Assigned task
Nothing in the entries should change; repeat them exactly.

Dataset records

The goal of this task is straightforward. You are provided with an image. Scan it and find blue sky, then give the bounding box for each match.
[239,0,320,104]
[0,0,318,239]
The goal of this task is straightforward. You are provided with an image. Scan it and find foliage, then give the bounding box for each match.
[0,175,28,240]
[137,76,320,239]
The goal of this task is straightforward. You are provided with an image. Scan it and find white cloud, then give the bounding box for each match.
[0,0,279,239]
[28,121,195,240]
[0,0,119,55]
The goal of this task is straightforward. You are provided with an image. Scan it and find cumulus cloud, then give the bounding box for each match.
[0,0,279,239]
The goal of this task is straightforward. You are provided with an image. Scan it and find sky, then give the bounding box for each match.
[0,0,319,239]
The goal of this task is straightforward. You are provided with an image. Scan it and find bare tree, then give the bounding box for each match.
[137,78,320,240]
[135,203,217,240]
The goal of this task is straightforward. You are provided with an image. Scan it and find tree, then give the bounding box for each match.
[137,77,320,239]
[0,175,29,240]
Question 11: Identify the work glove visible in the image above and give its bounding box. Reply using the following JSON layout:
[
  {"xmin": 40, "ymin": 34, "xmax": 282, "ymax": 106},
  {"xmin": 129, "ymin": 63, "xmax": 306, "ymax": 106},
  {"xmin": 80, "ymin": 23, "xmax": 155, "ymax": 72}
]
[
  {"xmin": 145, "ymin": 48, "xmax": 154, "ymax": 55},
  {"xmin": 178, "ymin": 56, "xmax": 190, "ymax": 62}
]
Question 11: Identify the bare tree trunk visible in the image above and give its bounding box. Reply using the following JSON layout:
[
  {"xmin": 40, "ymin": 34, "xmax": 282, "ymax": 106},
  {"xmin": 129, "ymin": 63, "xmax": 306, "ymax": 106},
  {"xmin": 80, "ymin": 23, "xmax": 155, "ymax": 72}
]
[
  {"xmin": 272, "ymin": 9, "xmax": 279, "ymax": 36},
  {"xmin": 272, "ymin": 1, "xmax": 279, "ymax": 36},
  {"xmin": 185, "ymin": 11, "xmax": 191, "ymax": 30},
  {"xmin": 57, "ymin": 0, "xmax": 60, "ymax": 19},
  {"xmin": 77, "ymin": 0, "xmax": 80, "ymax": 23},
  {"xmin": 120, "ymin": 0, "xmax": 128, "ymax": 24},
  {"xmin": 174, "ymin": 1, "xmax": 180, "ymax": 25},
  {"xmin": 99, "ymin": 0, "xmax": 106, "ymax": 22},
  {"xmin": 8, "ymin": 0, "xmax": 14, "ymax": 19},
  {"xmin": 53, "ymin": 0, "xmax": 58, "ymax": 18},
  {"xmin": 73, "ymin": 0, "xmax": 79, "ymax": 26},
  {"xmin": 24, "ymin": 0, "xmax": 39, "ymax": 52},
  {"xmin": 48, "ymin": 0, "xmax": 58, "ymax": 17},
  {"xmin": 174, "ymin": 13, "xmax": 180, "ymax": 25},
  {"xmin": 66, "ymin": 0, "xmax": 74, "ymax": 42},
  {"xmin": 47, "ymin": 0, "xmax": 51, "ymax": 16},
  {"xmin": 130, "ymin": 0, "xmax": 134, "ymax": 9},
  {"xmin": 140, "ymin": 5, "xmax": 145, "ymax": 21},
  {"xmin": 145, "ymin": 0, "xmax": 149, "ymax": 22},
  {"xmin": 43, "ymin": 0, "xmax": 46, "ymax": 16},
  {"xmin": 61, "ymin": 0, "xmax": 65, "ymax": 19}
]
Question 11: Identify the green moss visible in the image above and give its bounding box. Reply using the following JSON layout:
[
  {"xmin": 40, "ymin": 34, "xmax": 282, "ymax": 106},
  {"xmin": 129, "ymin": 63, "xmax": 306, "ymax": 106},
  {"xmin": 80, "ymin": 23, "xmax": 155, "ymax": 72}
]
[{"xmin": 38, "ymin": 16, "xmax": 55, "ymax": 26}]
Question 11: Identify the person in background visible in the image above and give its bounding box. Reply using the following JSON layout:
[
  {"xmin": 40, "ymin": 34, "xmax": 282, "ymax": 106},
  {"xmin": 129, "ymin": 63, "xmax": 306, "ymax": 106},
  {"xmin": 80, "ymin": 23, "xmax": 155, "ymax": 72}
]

Task response
The goal of this task is straightforward. You are provided with an image. Scan it and find blue sky, then give the bounding box for each match.
[239,0,320,104]
[0,0,318,239]
The goal of this task is straightforward. You are provided with an image. Scan it and find foliage, then give the bounding box for each match.
[0,175,28,240]
[137,76,320,239]
The goal of this task is straightforward. You are provided with an image. Scan it and find white cloud, then give the bounding box for each match.
[0,0,279,239]
[28,121,195,240]
[0,0,119,55]
The goal of this task is straightforward. You are provided with an image. Scan it and find cumulus cloud, then give the bounding box for each match.
[0,0,279,239]
The goal of this task is straightforward. You are provided with an image. Scan it and find sky, then give the bounding box for each match.
[0,0,319,239]
The goal of this task is straightforward. You are provided with an image. Scan it and find bare tree, then give the bounding box for each match.
[137,78,320,240]
[135,203,217,240]
The goal of this task is straightforward. You are provided with an image. Scan it and find tree, then give the bounding box for each match.
[137,77,320,239]
[0,175,29,240]
Question 11: Identify the work glove visible in the image above and give its bounding box. Reply using the following JSON layout:
[
  {"xmin": 40, "ymin": 34, "xmax": 282, "ymax": 106},
  {"xmin": 129, "ymin": 63, "xmax": 306, "ymax": 106},
  {"xmin": 80, "ymin": 23, "xmax": 155, "ymax": 72}
]
[
  {"xmin": 145, "ymin": 48, "xmax": 154, "ymax": 55},
  {"xmin": 178, "ymin": 56, "xmax": 190, "ymax": 62}
]
Question 11: Identify the bare tree trunk visible in the image above and give its bounding box. Reply using the following JSON layout:
[
  {"xmin": 40, "ymin": 34, "xmax": 282, "ymax": 106},
  {"xmin": 129, "ymin": 63, "xmax": 306, "ymax": 106},
  {"xmin": 80, "ymin": 23, "xmax": 155, "ymax": 72}
]
[
  {"xmin": 272, "ymin": 9, "xmax": 279, "ymax": 36},
  {"xmin": 272, "ymin": 1, "xmax": 279, "ymax": 36},
  {"xmin": 185, "ymin": 11, "xmax": 191, "ymax": 30},
  {"xmin": 57, "ymin": 0, "xmax": 60, "ymax": 19},
  {"xmin": 77, "ymin": 0, "xmax": 80, "ymax": 23},
  {"xmin": 120, "ymin": 0, "xmax": 128, "ymax": 24},
  {"xmin": 174, "ymin": 1, "xmax": 180, "ymax": 25},
  {"xmin": 99, "ymin": 0, "xmax": 106, "ymax": 22},
  {"xmin": 8, "ymin": 0, "xmax": 14, "ymax": 19},
  {"xmin": 53, "ymin": 0, "xmax": 58, "ymax": 18},
  {"xmin": 73, "ymin": 0, "xmax": 79, "ymax": 26},
  {"xmin": 24, "ymin": 0, "xmax": 39, "ymax": 52},
  {"xmin": 48, "ymin": 0, "xmax": 58, "ymax": 17},
  {"xmin": 174, "ymin": 13, "xmax": 180, "ymax": 25},
  {"xmin": 66, "ymin": 0, "xmax": 74, "ymax": 42},
  {"xmin": 47, "ymin": 0, "xmax": 51, "ymax": 16},
  {"xmin": 130, "ymin": 0, "xmax": 134, "ymax": 9},
  {"xmin": 140, "ymin": 5, "xmax": 145, "ymax": 21},
  {"xmin": 145, "ymin": 0, "xmax": 149, "ymax": 22},
  {"xmin": 43, "ymin": 0, "xmax": 46, "ymax": 16},
  {"xmin": 61, "ymin": 0, "xmax": 65, "ymax": 19}
]
Question 11: Identify the green moss visible in the image above and give its bounding box. Reply using the following JSON layout:
[
  {"xmin": 40, "ymin": 34, "xmax": 282, "ymax": 106},
  {"xmin": 129, "ymin": 63, "xmax": 306, "ymax": 106},
  {"xmin": 80, "ymin": 23, "xmax": 155, "ymax": 72}
]
[{"xmin": 38, "ymin": 16, "xmax": 55, "ymax": 26}]
Question 11: Identify the person in background visible in the image above and give its bounding box. Reply using the following JSON layout:
[
  {"xmin": 40, "ymin": 34, "xmax": 282, "ymax": 106},
  {"xmin": 129, "ymin": 63, "xmax": 306, "ymax": 106},
  {"xmin": 80, "ymin": 23, "xmax": 155, "ymax": 72}
]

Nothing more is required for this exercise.